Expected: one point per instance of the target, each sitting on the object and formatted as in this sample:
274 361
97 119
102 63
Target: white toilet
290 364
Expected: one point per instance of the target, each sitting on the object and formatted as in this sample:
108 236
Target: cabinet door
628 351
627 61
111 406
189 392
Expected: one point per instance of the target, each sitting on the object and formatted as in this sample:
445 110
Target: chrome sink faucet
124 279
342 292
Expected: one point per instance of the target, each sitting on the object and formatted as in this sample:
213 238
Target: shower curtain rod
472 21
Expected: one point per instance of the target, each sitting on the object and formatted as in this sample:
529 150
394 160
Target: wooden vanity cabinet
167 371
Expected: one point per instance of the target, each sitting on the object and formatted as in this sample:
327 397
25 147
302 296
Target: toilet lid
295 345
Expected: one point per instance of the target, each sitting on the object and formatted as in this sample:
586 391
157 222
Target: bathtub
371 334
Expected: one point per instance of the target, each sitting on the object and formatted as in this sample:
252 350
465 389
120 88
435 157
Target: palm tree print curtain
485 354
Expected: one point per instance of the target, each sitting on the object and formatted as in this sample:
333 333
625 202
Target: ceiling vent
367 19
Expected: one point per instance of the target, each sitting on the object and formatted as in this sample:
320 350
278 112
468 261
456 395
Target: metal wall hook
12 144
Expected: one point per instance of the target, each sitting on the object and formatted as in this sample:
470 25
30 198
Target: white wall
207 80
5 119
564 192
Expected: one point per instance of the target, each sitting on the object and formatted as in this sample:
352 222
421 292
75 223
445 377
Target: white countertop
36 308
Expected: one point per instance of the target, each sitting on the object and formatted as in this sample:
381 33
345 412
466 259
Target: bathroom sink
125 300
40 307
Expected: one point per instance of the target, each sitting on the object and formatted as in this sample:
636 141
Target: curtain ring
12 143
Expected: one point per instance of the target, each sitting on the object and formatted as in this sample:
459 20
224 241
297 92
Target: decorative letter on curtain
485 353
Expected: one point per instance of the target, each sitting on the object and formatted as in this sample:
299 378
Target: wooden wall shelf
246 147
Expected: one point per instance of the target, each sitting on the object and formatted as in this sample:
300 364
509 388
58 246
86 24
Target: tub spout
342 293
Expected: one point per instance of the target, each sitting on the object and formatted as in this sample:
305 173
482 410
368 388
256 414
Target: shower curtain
◇ ◇ ◇ ◇ ◇
» **Task statement**
From the first line through the last, give the data above again exactly.

» **Solution**
Expected: one point per instance of the target, each sitting on the object and formatted as in this sample:
274 361
97 119
102 63
Target: white toilet
290 364
Expected: one point per instance of the target, each sitting on the object and formatted as in this sample:
108 236
Target: cabinet door
628 351
627 61
111 406
189 392
Expected: one point per instance of the target, each sitting on the object and formatted as in this sample:
445 110
Target: chrome sink faucet
124 279
342 292
Expected: one point per instance of the target, each sitting on the object and formatted as in this sample:
213 238
Target: shower curtain rod
472 21
Expected: one point per instance of the target, each sitting on the object and formatted as in this sample:
529 150
394 160
Target: wooden vanity cabinet
167 371
Expected: one point per instance of the target, each sitting on the object and formatted as in this sample:
327 397
25 147
302 296
Target: toilet lid
295 345
Expected: one point per instance of the target, each sitting on the object and formatted as in this sample:
586 391
157 222
Target: bathtub
371 334
Expected: one point per instance of the target, each sitting on the object and formatted as in this sample:
252 350
465 389
120 88
435 157
Target: palm tree print curtain
485 354
Expected: one point per instance of the target, each sitting on the object and formatted as in this sample:
333 333
625 202
Target: ceiling vent
367 19
Expected: one point per instance of the target, each sitting on the object and formatted as in this sample:
320 350
278 112
468 261
456 395
Target: metal wall hook
12 144
Expected: one point per instance of the target, each sitting on the object and formatted as in this sample:
470 25
30 198
Target: white wall
207 80
5 119
564 192
Expected: one point per instance of the target, each sitting on the object and formatted as in this sample:
352 222
421 292
75 223
445 377
Target: white countertop
36 308
Expected: one point per instance of the target, each sitting on the object and formatted as in this sample:
381 33
345 412
466 259
Target: bathroom sink
125 300
40 307
Expected: one point per instance of the target, each sitting on the object and formatted as in this sample:
636 141
Target: curtain ring
12 143
Expected: one point per instance of the target, each sitting on the object and formatted as in this sample:
459 20
224 241
297 92
Target: decorative letter on curtain
485 353
Expected: one point per instance of the target, each sitting on the object and formatted as in this sample:
299 378
Target: wooden wall shelf
246 147
Expected: one point per instance of the target, each sitting on the object and formatted as in this sample:
300 364
509 388
58 246
86 24
Target: tub spout
342 293
Expected: one point per instance of the target, each sitting on the object and formatted as in this sample:
305 173
482 410
368 388
256 414
Target: shower curtain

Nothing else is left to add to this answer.